▸ **検討用の本文**:
先日のからくり道場でやらせてもらった、「ヒモトレ」のレッスン。


からくり道場主宰の心理カウンセラー、ひらいなずさんを始め、当日参加していた皆さんが、ブログで、興味深い感想をいろいろ書いてくれている。

 

 

なずさん。メンタル系の分野における、僕の師匠です。

アシスタントのちかさん。東洋医学の専門家で、心理カウンセラー。

アシスタントのしゅうくん。カメラマンでもあります。

受講者のさとちゃん。カウンセラーで、トランペッター。この日は九州からの参加。

受講者のふみみ。宇都宮でカウンセラーとして頑張ってます。


それぞれの視点からの考察や気づきがいろいろあって、とても面白い。

 

みなさん、ありがとうございます〜



このみなさんは、全員、心理カウンセラーなので、ヒモトレによって浮かび上がる「身体のバランス」というテーマを、自然に、ココロのメカニズムとの相関で捉えている。

 

 

例えば、なずさんはこんなふうに書いてくれている。

 

___________
 

一本のヒモで身体のバランスを整える

 

今までまっすぐだと思っていたのが

ちょっと傾いていたことに気が付くわけで

 

だから、最初は違和感

まっすぐなのに、傾いている感じがする

 

そこを、何度も何度も

ヒモを通じて

まっすぐな感覚を身体に伝えていく

 

心も一緒なんだな

「違和感を感じる」ことが始まりなのだ


___________

 

うーむ、、、なんか、深い。

 

 

それで、、

 

 

この「バランス」と「違和感」という関係が、ちょっと面白いな、と思ったので、今日はここを少し、掘り下げてみたい。

 

 

たぶん、ほぼ全編たとえ話、みたいな、つかみどころがわかりにくい話になると思うので、、、

 

 

まあ、気楽に読んで、なんとなく、ふーんって言ってくれたら嬉しいです。

 

__________

 

 

バランスについて考えるとき、僕は頭の中でよく、こんな動作をイメージする。

 

 

これ、何か名前ついてるのかな? 子供のころ、放課後の掃除の時間によく、ほうきやモップをこんなふうに手のひらの上に立ててバランスをとって、遊んでいたものだ。

 

 

まあ、ここでは仮に、「バランス棒遊び」と呼ぶことにしよう。

 

 

バランス棒遊びにおいて、手のひらの上に立てられた棒は、決して、一瞬たりとも静止しない。

 

 

この棒は、全く固定されていない。だから常に、どちらかの方向へ倒れて行こうとする。

▸ **作業の指示**:
A) 本文の内容を二文にまとめてください。
B) 次の(i)〜(iii)がそれぞれ本文の内容と合っているかを「はい」か「いいえ」で答え、判断の根拠となる本文の語句をそのまま引用してください。
(i) さとちゃんは宇都宮から参加した。
(ii) ちかさんは東洋医学の専門家である。
(iii) 手のひらの上に立てた棒は、ときどき静止する。
C) 本文のうち、「なずさん。メンタル系の分野における、僕の師匠です。」から「それぞれの視点からの考察や気づきがいろいろあって、とても面白い。」までを、終わりの語句も含めて一字も変えずに書き写してください。
本文のあとに置かれた項目は、本文の内容とは関係がありません。

▸ **提供された項目**:
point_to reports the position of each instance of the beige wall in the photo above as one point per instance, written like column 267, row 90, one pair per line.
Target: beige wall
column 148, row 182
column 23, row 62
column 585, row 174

▸ **この演習の解答**:
A) 筆者は、からくり道場で行ったヒモトレのレッスンについて、参加した心理カウンセラーの皆さんがブログに書いた感想を紹介しています。そのうえで、なずさんの感想から「バランス」と「違和感」の関係を掘り下げたいと述べ、バランスについて考えるときに思い浮かべる動作として、手のひらに立てた棒が一瞬も静止せず、常にどちらかへ倒れようとする「バランス棒遊び」を挙げています。

B)
(i) いいえ。「この日は九州からの参加。」
(ii) はい。「東洋医学の専門家で、心理カウンセラー。」
(iii) いいえ。「決して、一瞬たりとも静止しない。」

C)
なずさん。メンタル系の分野における、僕の師匠です。

アシスタントのちかさん。東洋医学の専門家で、心理カウンセラー。

アシスタントのしゅうくん。カメラマンでもあります。

受講者のさとちゃん。カウンセラーで、トランペッター。この日は九州からの参加。

受講者のふみみ。宇都宮でカウンセラーとして頑張ってます。


それぞれの視点からの考察や気づきがいろいろあって、とても面白い。